**Task:** Please write out exactly the lines of the data below from the line holding "Practice step: find the window" through the line holding "Practice step: find the sliding", and leave out the rest.

Start of Provided records

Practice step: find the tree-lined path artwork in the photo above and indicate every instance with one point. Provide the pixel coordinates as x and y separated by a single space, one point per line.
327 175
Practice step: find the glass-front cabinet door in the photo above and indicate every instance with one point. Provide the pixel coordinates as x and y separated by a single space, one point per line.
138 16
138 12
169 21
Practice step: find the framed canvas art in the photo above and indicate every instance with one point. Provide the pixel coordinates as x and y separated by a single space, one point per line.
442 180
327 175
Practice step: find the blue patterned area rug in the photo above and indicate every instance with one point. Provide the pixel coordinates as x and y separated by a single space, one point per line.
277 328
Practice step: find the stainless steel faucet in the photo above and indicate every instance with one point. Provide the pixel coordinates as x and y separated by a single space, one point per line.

End of Provided records
Start of Provided records

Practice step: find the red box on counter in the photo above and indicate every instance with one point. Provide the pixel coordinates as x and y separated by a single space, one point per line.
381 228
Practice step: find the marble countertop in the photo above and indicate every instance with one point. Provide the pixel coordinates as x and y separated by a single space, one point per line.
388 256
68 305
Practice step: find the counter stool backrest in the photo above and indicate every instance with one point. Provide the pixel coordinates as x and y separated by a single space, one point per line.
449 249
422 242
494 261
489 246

End of Provided records
Start of Provided records

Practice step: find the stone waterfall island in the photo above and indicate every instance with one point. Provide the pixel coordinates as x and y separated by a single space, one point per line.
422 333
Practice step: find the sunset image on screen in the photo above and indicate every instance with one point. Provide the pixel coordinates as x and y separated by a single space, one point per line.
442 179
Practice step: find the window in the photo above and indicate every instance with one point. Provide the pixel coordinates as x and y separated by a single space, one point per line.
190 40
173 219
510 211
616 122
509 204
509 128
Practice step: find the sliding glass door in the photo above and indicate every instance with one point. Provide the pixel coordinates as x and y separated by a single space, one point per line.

End of Provided records

**Output for this exercise:**
Practice step: find the window in the photo above and indicate every instance with one point. Provide the pixel coordinates as x and y separated by a single space, one point per line.
190 40
173 219
510 211
616 122
509 204
509 128
Practice step: find the sliding glass door in the photo above and indicate every instance with one point. Provide the pixel coordinates as x and y separated by a single space, one point per line.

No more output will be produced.